## Source records
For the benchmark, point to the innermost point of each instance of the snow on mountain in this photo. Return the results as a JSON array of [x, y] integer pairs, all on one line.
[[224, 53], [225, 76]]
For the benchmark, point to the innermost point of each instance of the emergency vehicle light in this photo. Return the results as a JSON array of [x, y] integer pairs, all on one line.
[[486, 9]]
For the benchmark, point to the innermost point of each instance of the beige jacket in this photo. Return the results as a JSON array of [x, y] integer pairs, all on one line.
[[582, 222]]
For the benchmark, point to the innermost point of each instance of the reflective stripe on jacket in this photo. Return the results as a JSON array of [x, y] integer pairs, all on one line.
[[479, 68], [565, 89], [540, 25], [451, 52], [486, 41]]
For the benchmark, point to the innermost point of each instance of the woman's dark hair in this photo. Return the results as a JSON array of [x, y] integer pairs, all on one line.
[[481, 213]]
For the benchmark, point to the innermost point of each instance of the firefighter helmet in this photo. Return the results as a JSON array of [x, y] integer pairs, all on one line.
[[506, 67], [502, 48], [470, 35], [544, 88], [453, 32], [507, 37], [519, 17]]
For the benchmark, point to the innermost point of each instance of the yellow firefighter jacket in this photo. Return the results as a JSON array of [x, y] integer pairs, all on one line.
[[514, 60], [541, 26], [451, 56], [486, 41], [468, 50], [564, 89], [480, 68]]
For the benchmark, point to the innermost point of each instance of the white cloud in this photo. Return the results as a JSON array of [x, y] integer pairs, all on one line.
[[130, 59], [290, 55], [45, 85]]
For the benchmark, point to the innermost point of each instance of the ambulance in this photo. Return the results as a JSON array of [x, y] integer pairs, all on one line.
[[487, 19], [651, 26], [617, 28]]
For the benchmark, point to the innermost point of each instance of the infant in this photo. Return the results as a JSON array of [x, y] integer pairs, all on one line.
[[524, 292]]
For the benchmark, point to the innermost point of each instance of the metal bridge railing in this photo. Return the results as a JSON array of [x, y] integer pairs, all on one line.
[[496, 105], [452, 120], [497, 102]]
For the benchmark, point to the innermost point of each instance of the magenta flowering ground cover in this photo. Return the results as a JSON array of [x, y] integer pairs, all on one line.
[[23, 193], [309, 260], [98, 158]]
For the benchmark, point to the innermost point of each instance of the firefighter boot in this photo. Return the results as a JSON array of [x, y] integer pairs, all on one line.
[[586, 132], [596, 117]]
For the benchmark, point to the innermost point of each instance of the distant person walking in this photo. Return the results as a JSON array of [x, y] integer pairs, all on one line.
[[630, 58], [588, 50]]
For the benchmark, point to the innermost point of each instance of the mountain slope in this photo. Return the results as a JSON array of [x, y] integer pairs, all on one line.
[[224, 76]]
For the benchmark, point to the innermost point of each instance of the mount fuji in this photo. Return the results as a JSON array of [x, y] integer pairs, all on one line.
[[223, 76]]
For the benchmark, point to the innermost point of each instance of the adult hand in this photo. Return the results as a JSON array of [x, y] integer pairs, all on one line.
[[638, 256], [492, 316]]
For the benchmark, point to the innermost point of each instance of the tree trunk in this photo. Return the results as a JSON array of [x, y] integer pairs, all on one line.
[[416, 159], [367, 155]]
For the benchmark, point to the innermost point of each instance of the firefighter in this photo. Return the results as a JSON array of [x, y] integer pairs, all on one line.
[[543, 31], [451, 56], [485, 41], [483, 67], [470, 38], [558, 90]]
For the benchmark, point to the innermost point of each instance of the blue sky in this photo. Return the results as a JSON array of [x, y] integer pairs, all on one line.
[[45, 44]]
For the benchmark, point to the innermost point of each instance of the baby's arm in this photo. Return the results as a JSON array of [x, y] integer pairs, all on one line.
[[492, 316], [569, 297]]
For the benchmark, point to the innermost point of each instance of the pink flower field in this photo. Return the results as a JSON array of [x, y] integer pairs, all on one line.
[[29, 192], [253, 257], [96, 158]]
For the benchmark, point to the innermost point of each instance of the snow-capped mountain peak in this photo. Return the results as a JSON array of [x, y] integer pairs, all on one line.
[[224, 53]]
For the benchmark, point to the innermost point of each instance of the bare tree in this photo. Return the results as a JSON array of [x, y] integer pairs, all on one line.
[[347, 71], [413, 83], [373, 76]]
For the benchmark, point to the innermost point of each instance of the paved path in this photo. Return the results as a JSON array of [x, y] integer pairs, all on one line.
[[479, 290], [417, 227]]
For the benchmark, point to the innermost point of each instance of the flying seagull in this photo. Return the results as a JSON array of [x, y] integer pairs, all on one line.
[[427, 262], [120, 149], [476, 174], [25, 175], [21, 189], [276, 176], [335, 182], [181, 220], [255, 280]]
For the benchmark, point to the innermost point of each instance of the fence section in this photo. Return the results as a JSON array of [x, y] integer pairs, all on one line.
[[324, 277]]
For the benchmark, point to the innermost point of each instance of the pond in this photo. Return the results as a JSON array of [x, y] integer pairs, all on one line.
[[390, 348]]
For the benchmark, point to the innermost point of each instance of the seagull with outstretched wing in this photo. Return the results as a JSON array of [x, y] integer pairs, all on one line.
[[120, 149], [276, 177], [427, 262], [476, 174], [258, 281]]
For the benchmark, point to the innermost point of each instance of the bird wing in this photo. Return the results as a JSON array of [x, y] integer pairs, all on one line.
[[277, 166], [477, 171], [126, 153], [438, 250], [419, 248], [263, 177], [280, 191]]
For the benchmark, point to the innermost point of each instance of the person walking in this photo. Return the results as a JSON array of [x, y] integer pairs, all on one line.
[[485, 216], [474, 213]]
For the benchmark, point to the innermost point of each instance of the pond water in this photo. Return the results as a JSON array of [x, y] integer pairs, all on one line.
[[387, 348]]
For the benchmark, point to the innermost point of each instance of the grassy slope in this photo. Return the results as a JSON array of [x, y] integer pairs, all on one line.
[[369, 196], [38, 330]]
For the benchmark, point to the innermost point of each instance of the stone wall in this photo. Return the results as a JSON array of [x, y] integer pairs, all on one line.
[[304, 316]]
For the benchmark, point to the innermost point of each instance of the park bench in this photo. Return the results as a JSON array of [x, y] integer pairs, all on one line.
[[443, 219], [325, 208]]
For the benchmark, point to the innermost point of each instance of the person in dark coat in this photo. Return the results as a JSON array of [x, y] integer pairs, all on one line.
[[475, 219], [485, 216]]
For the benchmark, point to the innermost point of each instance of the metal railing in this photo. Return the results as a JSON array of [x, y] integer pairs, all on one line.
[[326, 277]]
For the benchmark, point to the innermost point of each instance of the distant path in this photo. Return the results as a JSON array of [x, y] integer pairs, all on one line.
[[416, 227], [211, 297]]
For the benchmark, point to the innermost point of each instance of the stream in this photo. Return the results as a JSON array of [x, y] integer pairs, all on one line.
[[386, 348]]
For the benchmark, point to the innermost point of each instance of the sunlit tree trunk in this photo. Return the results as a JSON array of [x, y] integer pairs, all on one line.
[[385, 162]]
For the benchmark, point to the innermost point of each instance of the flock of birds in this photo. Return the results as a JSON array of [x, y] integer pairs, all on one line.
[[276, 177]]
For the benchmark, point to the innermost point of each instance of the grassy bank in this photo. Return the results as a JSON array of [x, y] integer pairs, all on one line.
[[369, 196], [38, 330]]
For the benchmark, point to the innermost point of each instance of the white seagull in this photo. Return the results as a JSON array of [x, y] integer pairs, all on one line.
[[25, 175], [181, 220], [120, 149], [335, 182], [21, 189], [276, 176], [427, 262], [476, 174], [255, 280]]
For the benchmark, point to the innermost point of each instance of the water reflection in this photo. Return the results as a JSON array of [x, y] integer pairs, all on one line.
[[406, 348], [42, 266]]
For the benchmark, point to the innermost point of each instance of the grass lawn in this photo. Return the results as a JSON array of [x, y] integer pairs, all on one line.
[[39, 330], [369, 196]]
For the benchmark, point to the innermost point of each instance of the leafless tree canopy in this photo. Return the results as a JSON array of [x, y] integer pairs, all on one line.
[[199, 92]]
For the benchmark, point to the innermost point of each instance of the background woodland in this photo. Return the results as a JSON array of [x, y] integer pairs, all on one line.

## What is expected
Write the lines from the very first one up to and including the line with "89], [480, 68]]" as a numbered list, skipping any blank lines.

## Solution to the exercise
1. For the benchmark, point to the innermost point of each instance of the snow on mountain in this photo. Return the results as a JSON array of [x, y] integer pairs, all on one line.
2. [[224, 53], [225, 76]]
3. For the benchmark, point to the innermost point of each instance of the emergency vehicle light in this photo. Return the results as a JSON array of [x, y] integer pairs, all on one line.
4. [[486, 9]]
5. For the benchmark, point to the innermost point of each instance of the beige jacket in this photo. Return the results as a JSON array of [x, y] integer pairs, all on one line.
6. [[582, 222]]
7. For the benchmark, point to the innermost point of each instance of the reflective stripe on jacket in this photo. Return the results as a JSON array of [x, y] integer pairs, all on one line.
8. [[479, 68], [565, 89], [540, 25], [451, 52], [486, 41]]
9. For the benchmark, point to the innermost point of each instance of the woman's dark hair in this photo. Return the results as a JSON array of [x, y] integer pairs, all on one line.
10. [[481, 213]]
11. For the benchmark, point to the innermost point of each instance of the firefighter helmet in this photo. Return the results as a JSON array of [x, y] integer pairs, all on one line.
12. [[506, 67], [502, 48], [470, 35], [544, 88], [453, 32], [507, 37], [519, 17]]
13. For the benchmark, point to the innermost point of each instance of the yellow firefighter jacket in this photo. Return the results as a JSON array of [x, y] integer pairs, all on one line.
14. [[514, 60], [541, 26], [451, 56], [486, 41], [468, 50], [564, 89], [480, 68]]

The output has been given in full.